*** Opening of Given text ***

A study shows new guidelines are effective for determining who's most likely suffering from an aortic dissection.
The most lethal and sudden cardiovascular event can be the toughest for doctors to diagnose. But a study by the University of Michigan Cardiovascular Center shows new guidelines are effective for determining who’s most likely suffering from an aortic dissection. The UM study shows that with the help of an aortic dissection detection risk score, generated by a simple, bedside screening tool, doctors can usually identify signs or symptoms of acute aortic dissection, which include abrupt, intense pain.
The study was published online ahead of print in the American Heart Association’s journal Circulation. “The results from this study suggest that the risk score, with the use of only information that is available at the bedside, can identify the vast majority of patients presenting with acute aortic dissection,” senior author and cardiologist Kim A. Eagle, MD, a director of the UM cardiovascular center, said in a statement.
Nearly 10,000 Americans suffer aortic dissections each year, and nearly one in three dies before leaving the hospital despite recent advances in diagnostic tools and surgical treatment.

*** Close of Given text ***
*** Opening of Information shown ***

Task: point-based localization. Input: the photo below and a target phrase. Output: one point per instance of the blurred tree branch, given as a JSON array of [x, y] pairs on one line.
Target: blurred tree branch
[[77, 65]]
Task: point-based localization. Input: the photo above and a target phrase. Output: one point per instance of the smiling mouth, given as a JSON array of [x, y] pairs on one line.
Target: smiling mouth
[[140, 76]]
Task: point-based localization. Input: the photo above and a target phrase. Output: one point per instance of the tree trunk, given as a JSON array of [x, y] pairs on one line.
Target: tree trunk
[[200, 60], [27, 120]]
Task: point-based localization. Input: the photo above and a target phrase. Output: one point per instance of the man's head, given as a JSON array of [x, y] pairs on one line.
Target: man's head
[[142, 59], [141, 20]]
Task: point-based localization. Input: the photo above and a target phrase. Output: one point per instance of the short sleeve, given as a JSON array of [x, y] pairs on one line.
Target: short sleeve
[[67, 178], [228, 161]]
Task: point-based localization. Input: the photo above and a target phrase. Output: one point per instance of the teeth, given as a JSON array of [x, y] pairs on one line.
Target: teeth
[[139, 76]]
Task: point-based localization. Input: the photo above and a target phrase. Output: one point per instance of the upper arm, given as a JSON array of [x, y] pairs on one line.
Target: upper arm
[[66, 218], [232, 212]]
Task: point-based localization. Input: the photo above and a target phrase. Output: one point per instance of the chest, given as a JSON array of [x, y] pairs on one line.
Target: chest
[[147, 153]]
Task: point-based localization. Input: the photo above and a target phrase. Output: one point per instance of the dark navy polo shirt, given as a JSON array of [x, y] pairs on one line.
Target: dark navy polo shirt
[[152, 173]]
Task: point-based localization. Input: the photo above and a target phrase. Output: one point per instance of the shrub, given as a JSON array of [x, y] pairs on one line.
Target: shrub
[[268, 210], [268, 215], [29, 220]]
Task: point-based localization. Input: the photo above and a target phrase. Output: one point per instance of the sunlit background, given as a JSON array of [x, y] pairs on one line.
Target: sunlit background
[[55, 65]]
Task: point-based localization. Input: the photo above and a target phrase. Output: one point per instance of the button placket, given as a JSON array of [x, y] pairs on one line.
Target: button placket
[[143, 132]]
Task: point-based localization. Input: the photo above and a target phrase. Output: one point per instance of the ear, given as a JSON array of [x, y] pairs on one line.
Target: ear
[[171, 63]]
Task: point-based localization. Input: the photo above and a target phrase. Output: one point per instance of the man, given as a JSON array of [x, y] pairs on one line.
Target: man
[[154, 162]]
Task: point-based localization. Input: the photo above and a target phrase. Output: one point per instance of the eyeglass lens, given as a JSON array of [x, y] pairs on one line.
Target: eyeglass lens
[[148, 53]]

*** Close of Information shown ***

- What the task asks
In the text about aortic dissection, how many Americans suffer an aortic dissection each year?

- Result
Nearly 10,000 Americans.